* Start Supplied data *

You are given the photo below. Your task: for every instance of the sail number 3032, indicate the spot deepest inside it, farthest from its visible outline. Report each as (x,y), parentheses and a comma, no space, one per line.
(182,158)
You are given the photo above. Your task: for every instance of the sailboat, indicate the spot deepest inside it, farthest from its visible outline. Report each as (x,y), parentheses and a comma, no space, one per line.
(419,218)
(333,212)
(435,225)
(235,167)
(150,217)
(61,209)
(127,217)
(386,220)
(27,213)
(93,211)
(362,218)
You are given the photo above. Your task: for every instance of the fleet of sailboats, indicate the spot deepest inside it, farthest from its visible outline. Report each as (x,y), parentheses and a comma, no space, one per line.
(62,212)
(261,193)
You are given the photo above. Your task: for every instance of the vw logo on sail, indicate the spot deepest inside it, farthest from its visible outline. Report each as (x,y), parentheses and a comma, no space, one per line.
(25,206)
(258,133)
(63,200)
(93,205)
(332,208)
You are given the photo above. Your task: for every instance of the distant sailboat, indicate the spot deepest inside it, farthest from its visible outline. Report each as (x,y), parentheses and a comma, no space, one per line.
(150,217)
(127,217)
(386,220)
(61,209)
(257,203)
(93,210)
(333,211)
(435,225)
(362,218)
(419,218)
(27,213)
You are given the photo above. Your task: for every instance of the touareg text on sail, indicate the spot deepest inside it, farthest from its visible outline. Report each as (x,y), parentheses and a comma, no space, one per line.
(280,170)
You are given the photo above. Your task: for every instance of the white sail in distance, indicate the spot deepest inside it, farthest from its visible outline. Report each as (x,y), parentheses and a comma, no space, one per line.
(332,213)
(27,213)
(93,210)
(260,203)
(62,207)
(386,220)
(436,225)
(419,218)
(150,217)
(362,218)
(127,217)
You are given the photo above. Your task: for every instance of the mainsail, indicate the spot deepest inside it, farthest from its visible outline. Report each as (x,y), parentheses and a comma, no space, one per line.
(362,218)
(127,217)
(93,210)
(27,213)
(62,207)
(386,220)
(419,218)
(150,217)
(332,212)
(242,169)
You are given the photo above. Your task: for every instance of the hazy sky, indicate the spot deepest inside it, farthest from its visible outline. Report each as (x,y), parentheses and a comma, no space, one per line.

* End Supplied data *

#### [Instructions to follow]
Write out every item above word for word, changing nothing.

#### [Response to this exercise]
You are given the photo below. Your task: for every instance of the sail number 3032, indicate the spot deepest inside it, farthest from its visible outline. Report each as (x,y), parentheses and a comma, no space, one per line.
(182,158)
You are given the photo above. Your task: for every instance of the sailboat, indicate the spot deepest inside it, farthest from its visible outline. Report each as (x,y), parentheses and a comma, no space, one per line.
(419,218)
(333,212)
(435,225)
(235,167)
(150,217)
(61,209)
(127,217)
(386,220)
(27,213)
(93,211)
(362,218)
You are given the photo above. Your task: for every instance of the fleet of sailboats, indicate the spot deepest inside it, farthest from its visible outline. Report each as (x,y), parentheses and a comma, no space, one per line.
(62,212)
(261,193)
You are given the photo above. Your task: for every instance of the vw logo on sail, indicate the spot deepest inside it, farthest from its visible outline. Report each as (x,y), parentheses and a comma, no space, one per line.
(25,206)
(258,133)
(63,200)
(93,205)
(332,208)
You are given the photo above. Your task: for every instance of the distant sailboat, indicate the spot deepest inside it, farthest from its visible outline. Report each as (x,y), parentheses and a comma, no space, one per line.
(150,217)
(127,217)
(386,220)
(61,209)
(257,203)
(93,210)
(333,211)
(435,225)
(362,218)
(419,218)
(27,213)
You are given the photo above. Your task: for every instance of the touareg text on sail, indicate the spot deepest inside it, farthest from its visible outline. Report each as (x,y), parentheses and a comma, no space, one per line.
(280,170)
You are given the photo above. Your task: for every instance of the white sail in distance, indicate the spot deepest inside it, farthest from its visible outline. Report each as (x,y), parentheses and a comma, no space, one per line.
(332,213)
(27,213)
(93,210)
(260,203)
(62,207)
(386,220)
(436,225)
(419,218)
(150,217)
(362,218)
(127,217)
You are given the photo above. Your task: for every instance of the mainsail, indicate the spot deepest inside it, farthest from its visible outline. Report each as (x,y), parentheses and a comma, no space, one per line.
(362,218)
(127,217)
(93,210)
(27,213)
(62,207)
(386,220)
(419,218)
(150,217)
(332,212)
(242,169)
You are given the photo above. Your task: for every instance of the hazy sky, indicate the spot deepest inside it, farthest from its visible outline. Report each as (x,y), parentheses and a comma, no space, one per line.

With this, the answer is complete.